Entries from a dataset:

- - -

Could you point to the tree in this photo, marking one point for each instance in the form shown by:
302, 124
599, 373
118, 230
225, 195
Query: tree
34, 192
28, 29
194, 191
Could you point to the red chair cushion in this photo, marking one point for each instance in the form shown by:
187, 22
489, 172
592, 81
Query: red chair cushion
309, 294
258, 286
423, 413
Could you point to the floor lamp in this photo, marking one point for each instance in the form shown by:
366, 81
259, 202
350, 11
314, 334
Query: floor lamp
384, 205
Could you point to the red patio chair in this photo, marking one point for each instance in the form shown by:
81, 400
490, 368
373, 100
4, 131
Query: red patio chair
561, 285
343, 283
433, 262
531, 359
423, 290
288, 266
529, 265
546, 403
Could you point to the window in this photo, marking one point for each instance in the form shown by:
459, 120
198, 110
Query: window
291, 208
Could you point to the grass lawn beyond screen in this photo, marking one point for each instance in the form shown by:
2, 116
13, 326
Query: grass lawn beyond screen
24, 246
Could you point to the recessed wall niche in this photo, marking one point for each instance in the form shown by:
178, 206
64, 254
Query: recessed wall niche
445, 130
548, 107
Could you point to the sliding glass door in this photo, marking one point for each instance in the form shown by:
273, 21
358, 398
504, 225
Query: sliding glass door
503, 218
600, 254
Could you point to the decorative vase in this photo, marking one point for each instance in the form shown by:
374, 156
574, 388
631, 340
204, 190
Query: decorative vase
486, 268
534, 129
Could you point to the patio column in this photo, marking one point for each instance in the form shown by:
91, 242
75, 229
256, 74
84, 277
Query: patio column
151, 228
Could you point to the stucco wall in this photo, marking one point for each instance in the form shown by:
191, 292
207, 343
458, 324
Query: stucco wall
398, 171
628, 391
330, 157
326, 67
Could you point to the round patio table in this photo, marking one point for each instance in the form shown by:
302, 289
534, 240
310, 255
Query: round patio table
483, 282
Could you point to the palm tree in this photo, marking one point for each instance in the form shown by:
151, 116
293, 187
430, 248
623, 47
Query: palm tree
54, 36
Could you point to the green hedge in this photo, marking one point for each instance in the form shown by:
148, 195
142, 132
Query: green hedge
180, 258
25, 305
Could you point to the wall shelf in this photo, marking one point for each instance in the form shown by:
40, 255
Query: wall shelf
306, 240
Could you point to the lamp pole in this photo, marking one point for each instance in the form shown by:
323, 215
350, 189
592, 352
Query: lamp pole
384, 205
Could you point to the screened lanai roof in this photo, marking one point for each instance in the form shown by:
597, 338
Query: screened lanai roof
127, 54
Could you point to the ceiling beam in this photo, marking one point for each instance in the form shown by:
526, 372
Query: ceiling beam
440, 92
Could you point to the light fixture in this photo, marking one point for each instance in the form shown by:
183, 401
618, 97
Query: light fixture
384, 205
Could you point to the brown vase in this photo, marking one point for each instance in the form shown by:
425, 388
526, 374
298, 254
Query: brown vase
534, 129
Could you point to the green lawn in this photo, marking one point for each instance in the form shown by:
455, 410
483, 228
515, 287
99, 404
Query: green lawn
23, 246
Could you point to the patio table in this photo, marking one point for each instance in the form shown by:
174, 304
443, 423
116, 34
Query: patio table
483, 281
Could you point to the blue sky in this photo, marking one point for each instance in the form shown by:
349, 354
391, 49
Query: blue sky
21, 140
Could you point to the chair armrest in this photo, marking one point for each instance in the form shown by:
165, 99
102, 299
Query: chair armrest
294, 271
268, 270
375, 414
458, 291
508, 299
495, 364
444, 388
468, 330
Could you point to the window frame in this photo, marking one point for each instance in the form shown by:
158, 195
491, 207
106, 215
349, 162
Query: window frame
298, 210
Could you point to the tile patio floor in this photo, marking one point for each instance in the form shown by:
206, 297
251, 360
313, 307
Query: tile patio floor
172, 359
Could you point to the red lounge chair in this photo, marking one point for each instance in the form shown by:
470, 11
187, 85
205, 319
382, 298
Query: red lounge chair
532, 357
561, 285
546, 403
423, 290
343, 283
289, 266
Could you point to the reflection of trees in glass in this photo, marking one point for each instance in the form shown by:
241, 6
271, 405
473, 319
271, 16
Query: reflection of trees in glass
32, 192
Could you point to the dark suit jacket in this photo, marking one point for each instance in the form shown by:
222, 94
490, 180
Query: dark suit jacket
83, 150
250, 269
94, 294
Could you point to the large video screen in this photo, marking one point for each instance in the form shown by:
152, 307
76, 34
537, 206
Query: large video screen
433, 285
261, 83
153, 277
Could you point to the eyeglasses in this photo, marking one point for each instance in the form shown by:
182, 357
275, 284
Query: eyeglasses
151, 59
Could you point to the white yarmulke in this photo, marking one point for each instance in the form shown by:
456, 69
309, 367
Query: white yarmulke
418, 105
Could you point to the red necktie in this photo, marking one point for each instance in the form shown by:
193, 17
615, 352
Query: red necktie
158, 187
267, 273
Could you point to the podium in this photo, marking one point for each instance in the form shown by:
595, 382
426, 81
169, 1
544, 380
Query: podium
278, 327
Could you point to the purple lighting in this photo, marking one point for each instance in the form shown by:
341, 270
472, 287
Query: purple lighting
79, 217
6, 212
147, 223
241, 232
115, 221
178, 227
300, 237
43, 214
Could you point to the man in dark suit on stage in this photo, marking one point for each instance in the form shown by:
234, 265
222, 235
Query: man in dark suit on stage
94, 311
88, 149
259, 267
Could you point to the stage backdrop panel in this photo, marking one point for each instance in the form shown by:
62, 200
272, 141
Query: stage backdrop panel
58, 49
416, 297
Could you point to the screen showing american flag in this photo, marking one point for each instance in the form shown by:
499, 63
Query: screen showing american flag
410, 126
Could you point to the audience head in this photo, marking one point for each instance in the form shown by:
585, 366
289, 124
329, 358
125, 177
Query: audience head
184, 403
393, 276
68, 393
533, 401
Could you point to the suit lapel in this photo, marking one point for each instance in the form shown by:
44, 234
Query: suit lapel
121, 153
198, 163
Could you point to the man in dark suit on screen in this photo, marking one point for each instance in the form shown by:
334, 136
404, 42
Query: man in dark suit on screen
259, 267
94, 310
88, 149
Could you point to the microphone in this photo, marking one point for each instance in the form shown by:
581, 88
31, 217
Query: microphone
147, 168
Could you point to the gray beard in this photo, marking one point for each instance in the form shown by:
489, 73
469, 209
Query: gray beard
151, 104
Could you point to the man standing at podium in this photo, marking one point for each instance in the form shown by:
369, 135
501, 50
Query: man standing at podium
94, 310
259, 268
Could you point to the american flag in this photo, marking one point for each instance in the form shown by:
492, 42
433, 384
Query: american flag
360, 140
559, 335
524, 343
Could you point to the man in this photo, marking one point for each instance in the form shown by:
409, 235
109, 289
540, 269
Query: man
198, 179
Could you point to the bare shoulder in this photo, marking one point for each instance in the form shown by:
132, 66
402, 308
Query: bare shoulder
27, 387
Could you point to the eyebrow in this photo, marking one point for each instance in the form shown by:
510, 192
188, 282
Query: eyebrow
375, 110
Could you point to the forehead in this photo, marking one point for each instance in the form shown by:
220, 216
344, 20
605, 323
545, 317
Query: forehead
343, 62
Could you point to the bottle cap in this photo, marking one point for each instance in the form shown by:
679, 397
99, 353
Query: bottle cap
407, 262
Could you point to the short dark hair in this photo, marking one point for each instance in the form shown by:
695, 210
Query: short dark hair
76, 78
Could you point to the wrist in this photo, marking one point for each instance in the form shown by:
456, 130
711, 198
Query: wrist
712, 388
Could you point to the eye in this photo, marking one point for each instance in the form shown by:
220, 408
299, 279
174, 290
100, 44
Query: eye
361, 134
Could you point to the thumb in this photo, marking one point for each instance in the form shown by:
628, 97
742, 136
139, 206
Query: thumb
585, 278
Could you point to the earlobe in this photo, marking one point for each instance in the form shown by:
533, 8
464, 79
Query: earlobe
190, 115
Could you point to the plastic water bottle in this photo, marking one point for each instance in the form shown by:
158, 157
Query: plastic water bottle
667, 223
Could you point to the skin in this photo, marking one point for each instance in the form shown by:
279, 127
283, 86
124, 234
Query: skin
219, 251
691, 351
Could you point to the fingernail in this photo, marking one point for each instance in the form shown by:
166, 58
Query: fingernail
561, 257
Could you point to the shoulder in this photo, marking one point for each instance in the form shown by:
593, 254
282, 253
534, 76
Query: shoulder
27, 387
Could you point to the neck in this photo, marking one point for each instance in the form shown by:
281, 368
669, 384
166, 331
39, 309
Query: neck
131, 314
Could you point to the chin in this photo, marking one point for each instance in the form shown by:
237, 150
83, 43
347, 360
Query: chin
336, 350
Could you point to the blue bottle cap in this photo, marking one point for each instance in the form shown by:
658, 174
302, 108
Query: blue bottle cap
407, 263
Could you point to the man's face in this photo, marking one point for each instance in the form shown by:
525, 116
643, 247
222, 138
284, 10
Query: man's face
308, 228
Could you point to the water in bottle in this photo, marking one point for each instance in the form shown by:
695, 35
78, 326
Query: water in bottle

- - -

Include both ends. Return the line holding "Could you point to the shoulder" and all lines after it in the records above, exactly as written.

_ANSWER TO THIS TASK_
Could you point to the shoulder in this photo, marking one point for each instance in the form shown by:
593, 254
282, 253
534, 76
Query: shoulder
27, 387
Could you point to the neck in this photo, marking one point for each instance in the form shown by:
281, 368
669, 384
166, 331
39, 309
Query: neck
131, 314
Could you point to the chin in this photo, marking one point for each instance in the form shown by:
237, 150
83, 43
347, 360
Query: chin
336, 350
Could you point to the blue bottle cap in this photo, marking one point for each instance in the form shown by:
658, 174
302, 108
Query: blue bottle cap
407, 263
Could you point to the man's face in this photo, marking one point for each instance in the form shown by:
525, 116
643, 247
222, 138
284, 10
Query: man's face
308, 228
Could you point to the water in bottle in this photo, marking one point for each instance in the form shown by:
695, 35
78, 326
Query: water in bottle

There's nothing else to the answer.